#### Excerpt provided
::::

Jesus Christ, in order to perpetuate the revelation which God had made in Him, gathered about Himself a group of disciples from whom He chose an inner circle which were known as the Twelve, and later as the Apostles. At the time of His death on the cross they all deserted Him, but after His resurrection He inspired them with new hope and they went forth to carry to the world the Gospel, the good news about the salvation to be obtained through faith in Him.
For the first hundred years or so of Christian history the early disciples expected the imminent return of Christ from heaven in glory to judge the world. Consequently, they made no provision for the future or the carrying on of their message beyond their own generation. The early development of the Church came as a result of its adjustment to the fact of the delayed return of Christ.

::::

#### Data extract
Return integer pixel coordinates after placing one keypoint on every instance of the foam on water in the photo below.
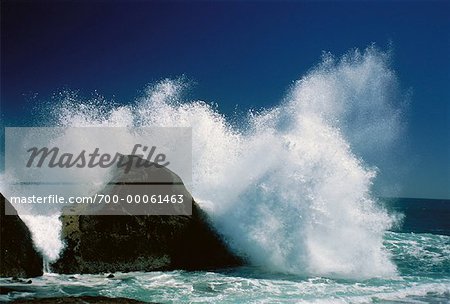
(288, 189)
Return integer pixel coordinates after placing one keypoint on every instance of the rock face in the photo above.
(18, 258)
(109, 243)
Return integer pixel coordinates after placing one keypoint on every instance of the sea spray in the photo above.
(289, 189)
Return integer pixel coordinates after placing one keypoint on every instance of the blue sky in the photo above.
(243, 54)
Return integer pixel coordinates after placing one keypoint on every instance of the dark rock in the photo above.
(79, 300)
(18, 257)
(111, 243)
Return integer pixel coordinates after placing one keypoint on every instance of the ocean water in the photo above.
(290, 188)
(422, 258)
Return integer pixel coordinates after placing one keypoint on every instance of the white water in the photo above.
(288, 189)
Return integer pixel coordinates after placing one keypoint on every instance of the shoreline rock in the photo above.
(18, 257)
(123, 243)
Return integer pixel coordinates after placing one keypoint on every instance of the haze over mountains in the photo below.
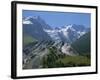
(37, 27)
(39, 39)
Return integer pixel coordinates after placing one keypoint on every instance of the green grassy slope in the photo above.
(82, 45)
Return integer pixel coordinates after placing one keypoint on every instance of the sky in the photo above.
(58, 19)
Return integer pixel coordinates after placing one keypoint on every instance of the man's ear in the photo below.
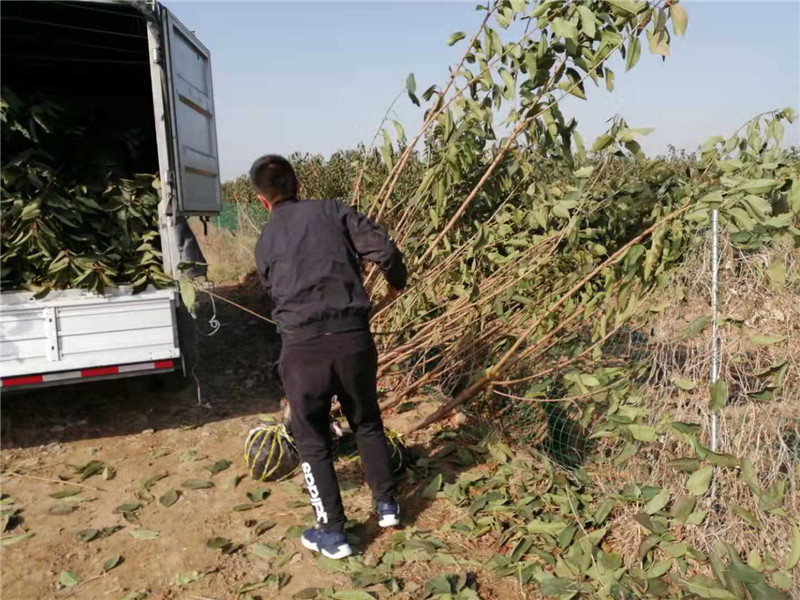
(264, 202)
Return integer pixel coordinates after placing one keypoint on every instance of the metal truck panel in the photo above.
(77, 330)
(193, 127)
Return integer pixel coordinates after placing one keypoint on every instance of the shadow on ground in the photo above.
(234, 372)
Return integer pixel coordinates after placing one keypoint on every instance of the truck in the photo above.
(135, 61)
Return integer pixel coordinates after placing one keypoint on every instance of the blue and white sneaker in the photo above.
(329, 544)
(388, 513)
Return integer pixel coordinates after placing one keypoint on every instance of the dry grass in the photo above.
(767, 432)
(229, 254)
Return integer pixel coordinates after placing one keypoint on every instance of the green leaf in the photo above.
(433, 487)
(718, 395)
(558, 586)
(634, 52)
(144, 534)
(17, 538)
(112, 562)
(263, 550)
(411, 84)
(218, 466)
(264, 526)
(629, 133)
(169, 498)
(657, 502)
(66, 493)
(154, 480)
(794, 553)
(258, 494)
(187, 577)
(682, 508)
(353, 595)
(61, 509)
(218, 543)
(588, 22)
(565, 29)
(699, 481)
(696, 327)
(86, 535)
(457, 36)
(630, 6)
(540, 527)
(679, 18)
(197, 484)
(69, 578)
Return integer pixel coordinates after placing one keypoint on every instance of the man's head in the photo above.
(273, 179)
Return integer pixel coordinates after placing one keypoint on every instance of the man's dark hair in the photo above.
(273, 177)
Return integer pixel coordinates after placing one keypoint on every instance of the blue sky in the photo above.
(316, 77)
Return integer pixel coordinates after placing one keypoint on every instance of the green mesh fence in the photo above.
(228, 217)
(236, 216)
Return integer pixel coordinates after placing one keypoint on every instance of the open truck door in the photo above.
(192, 130)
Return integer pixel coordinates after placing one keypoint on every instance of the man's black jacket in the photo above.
(308, 259)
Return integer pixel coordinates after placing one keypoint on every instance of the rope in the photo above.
(260, 316)
(239, 306)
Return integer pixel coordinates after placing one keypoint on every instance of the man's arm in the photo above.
(375, 246)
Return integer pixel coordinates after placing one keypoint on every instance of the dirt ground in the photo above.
(143, 430)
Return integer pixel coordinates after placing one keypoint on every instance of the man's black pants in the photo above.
(344, 365)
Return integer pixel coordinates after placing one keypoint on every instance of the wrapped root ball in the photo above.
(270, 453)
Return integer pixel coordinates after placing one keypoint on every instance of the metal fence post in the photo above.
(714, 325)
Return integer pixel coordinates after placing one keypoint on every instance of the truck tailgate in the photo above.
(75, 329)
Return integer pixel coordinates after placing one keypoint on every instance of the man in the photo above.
(308, 258)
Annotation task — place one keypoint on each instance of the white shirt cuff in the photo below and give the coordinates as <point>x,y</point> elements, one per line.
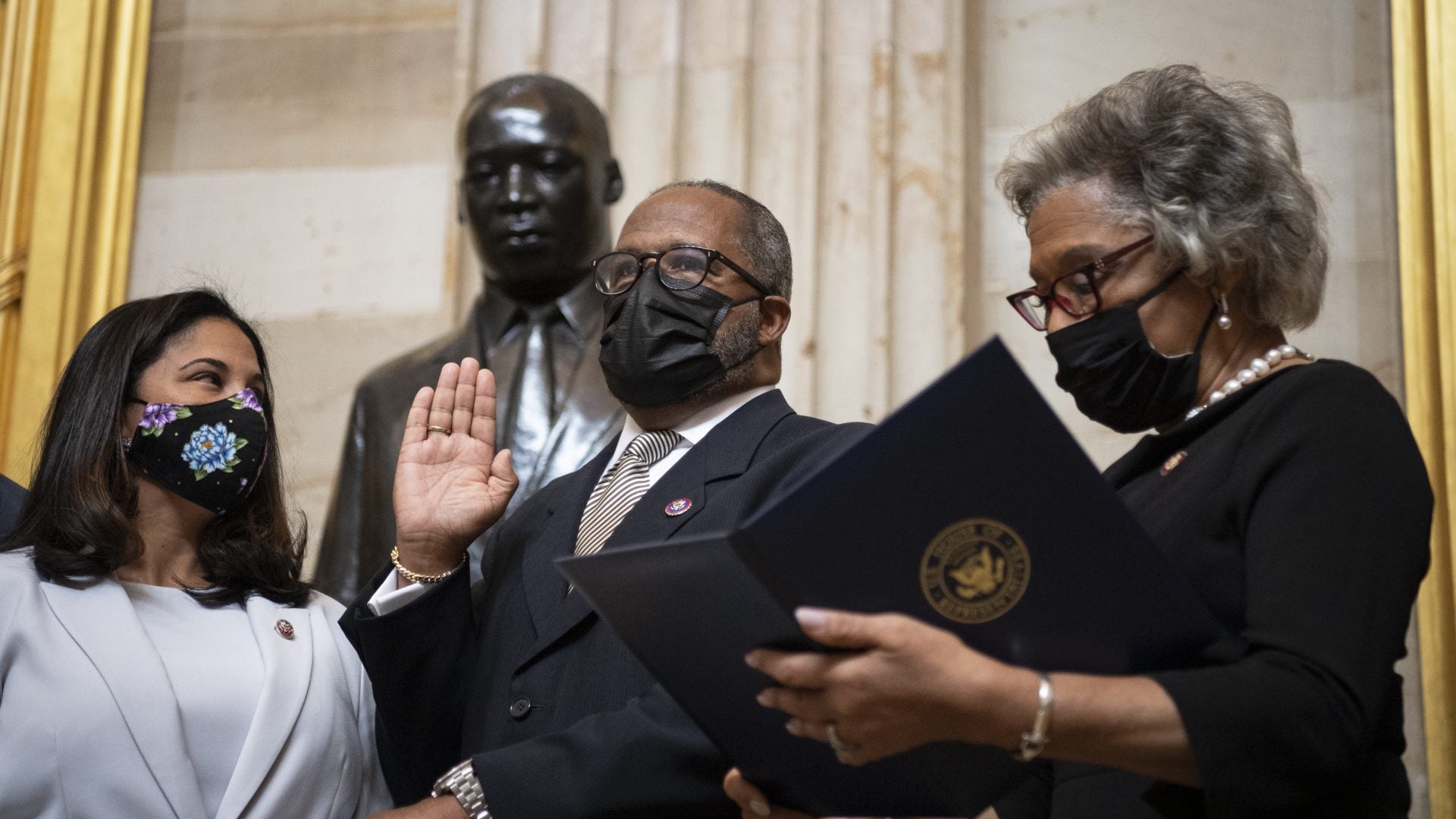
<point>391,598</point>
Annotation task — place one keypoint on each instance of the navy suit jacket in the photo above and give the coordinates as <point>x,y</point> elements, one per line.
<point>558,717</point>
<point>11,499</point>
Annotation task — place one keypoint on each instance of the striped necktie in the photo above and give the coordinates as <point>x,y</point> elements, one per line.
<point>622,485</point>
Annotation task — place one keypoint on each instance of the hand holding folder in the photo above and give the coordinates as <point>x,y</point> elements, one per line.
<point>970,509</point>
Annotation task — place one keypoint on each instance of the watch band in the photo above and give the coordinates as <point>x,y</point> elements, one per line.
<point>1034,741</point>
<point>462,784</point>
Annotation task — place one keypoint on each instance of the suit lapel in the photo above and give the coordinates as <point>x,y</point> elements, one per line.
<point>726,452</point>
<point>104,624</point>
<point>287,670</point>
<point>545,586</point>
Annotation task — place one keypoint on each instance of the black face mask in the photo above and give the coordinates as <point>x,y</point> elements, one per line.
<point>1116,376</point>
<point>658,344</point>
<point>209,453</point>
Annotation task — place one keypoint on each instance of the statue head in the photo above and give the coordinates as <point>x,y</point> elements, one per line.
<point>536,178</point>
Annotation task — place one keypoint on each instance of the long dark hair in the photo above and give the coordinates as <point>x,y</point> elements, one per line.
<point>79,515</point>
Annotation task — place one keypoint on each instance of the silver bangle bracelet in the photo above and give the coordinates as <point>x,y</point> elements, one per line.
<point>1034,741</point>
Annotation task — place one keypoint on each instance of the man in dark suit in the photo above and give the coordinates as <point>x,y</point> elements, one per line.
<point>517,676</point>
<point>12,496</point>
<point>536,178</point>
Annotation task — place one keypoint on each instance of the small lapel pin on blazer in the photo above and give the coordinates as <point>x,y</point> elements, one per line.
<point>1172,463</point>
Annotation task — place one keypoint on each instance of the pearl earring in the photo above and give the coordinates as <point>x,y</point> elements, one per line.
<point>1225,322</point>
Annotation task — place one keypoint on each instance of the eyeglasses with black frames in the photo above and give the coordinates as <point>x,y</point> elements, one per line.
<point>1076,292</point>
<point>677,268</point>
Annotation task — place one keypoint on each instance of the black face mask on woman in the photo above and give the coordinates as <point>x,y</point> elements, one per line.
<point>658,344</point>
<point>209,453</point>
<point>1116,375</point>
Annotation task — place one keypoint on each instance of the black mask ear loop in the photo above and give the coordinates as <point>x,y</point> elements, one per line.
<point>1165,284</point>
<point>756,350</point>
<point>126,442</point>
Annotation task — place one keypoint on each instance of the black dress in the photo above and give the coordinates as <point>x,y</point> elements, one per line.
<point>1301,510</point>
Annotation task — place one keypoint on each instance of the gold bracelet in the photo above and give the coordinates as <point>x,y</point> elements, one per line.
<point>414,577</point>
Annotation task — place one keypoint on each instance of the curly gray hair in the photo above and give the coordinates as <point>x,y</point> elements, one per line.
<point>1209,168</point>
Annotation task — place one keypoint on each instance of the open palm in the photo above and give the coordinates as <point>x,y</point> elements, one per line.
<point>449,487</point>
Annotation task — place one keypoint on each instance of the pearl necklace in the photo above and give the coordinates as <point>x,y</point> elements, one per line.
<point>1258,368</point>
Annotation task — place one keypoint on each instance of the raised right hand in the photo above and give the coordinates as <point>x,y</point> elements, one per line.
<point>450,487</point>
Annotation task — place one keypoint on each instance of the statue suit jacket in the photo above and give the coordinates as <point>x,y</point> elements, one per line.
<point>560,719</point>
<point>11,497</point>
<point>360,529</point>
<point>89,726</point>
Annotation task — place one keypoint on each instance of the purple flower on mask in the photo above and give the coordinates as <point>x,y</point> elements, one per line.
<point>246,400</point>
<point>158,416</point>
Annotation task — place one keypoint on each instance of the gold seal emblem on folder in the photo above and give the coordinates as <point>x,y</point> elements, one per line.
<point>974,570</point>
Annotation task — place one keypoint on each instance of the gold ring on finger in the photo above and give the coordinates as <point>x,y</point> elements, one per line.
<point>839,745</point>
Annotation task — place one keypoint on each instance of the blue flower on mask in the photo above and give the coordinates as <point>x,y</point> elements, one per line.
<point>212,447</point>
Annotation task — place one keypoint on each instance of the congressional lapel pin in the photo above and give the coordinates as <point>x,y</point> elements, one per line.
<point>1172,463</point>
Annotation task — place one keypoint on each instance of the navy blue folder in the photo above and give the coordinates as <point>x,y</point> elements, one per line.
<point>970,507</point>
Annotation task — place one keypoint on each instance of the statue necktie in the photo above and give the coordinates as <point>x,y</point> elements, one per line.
<point>620,487</point>
<point>536,392</point>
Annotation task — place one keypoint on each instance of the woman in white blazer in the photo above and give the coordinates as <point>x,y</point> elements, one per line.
<point>159,653</point>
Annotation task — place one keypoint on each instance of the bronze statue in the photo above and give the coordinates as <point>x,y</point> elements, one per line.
<point>536,178</point>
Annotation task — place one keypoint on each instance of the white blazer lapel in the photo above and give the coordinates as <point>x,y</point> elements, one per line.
<point>104,624</point>
<point>287,668</point>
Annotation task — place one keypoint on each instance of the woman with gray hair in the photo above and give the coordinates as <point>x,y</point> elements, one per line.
<point>1174,240</point>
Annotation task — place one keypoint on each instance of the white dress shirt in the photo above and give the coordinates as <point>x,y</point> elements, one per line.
<point>389,596</point>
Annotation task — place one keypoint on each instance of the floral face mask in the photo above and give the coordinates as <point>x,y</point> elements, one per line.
<point>209,453</point>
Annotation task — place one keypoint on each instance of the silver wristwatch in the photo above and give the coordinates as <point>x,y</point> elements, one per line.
<point>462,784</point>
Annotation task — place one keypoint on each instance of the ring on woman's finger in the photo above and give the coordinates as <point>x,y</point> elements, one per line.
<point>839,745</point>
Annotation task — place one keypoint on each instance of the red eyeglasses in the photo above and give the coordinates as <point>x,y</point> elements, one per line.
<point>1075,292</point>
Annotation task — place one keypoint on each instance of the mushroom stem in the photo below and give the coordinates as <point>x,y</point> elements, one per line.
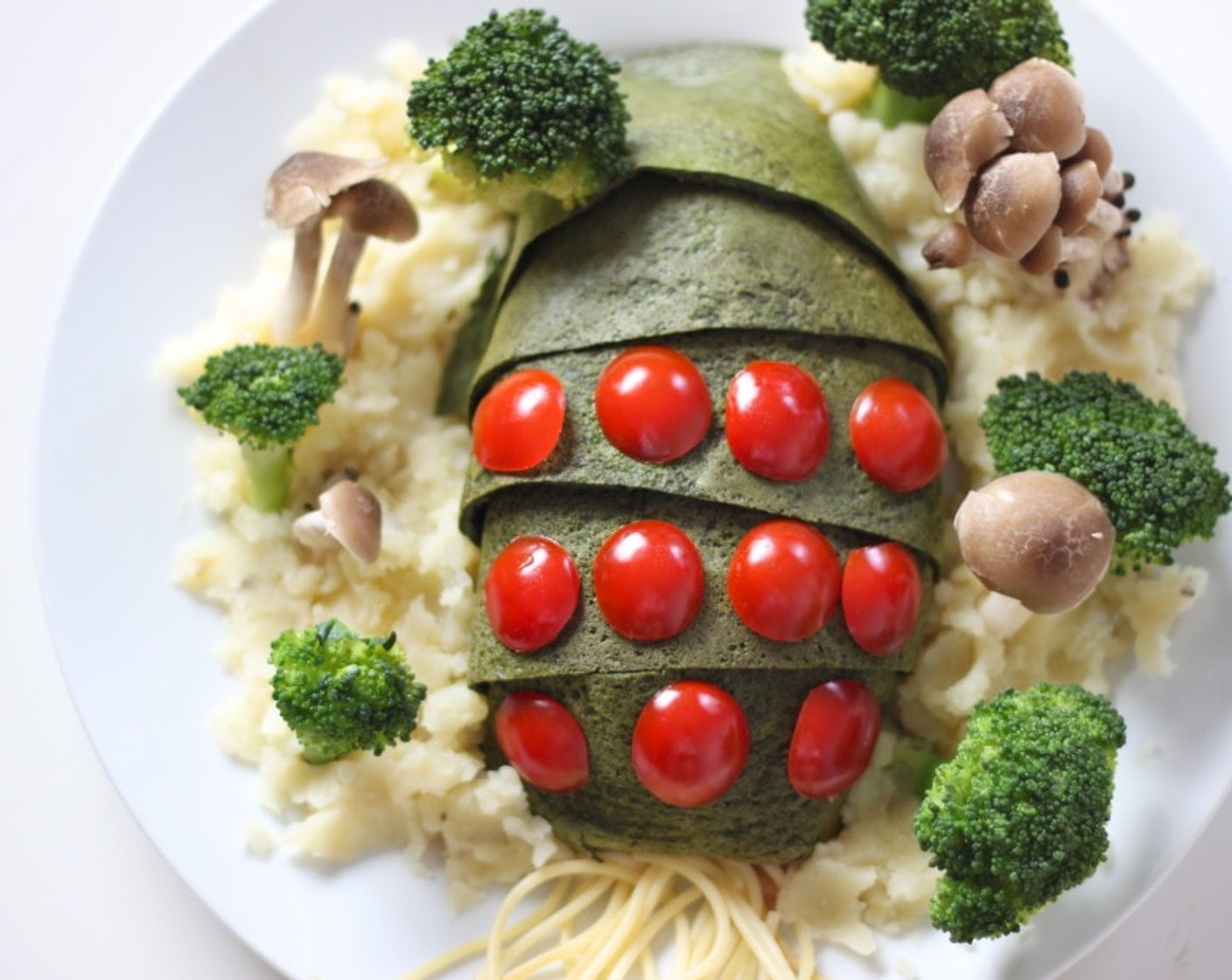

::::

#### Written problem 1
According to the passage on the early Church, what did the early disciples expect during roughly the first hundred years of Christian history?
#### Written problem 2
Echo the passage on the early Church, everything from "Jesus Christ, in" down to "faith in Him.".
#### Written problem 3
Carry on the passage on the early Church from its final sentence.
The entries are separate material from the passage on the early Church.

#### Written response 1
They expected the imminent return of Christ from heaven in glory to judge the world.

#### Written response 2
Jesus Christ, in order to perpetuate the revelation which God had made in Him, gathered about Himself a group of disciples from whom He chose an inner circle which were known as the Twelve, and later as the Apostles. At the time of His death on the cross they all deserted Him, but after His resurrection He inspired them with new hope and they went forth to carry to the world the Gospel, the good news about the salvation to be obtained through faith in Him.

#### Written response 3
The first Jerusalem disciples continued to worship in the Temple, forming a synagogue of the Nazarene, which differed from the other synagogues only in their belief that Jesus Christ was the Messiah predicted by the Scriptures, and that He was about to return to judge the world and to set up His Kingdom. After the persecution and death of St. Stephen, the first Christian martyr, the cleavage between Judaism and the followers of Jesus Christ became apparent, and they were scattered to other cities. Small groups of Christians became organized in various places into assemblies or churches, meeting in private houses. They were sometimes founded by the informal methods of traders, friends, or neighbors; sometimes by the direct preaching of traveling disciples.
The earliest churches were ruled by the apostles themselves. But as they were not always present, a share in the government fell to the older men in the assembly, just as it did in the Jewish synagogues. The word for elder in Greek is one which has been anglicized as presbyter,
and in course of time shortened to priest. From this council of older men sprang the second order of the Christian ministry, the priesthood. As time went on the need of someone to take the place of the apostles and to oversee the other elders was felt, and one among their number was chosen for this office of overseer. From the Greek word meaning overseer came episcopus in Latin, which in the course of time became anglicized as bishop.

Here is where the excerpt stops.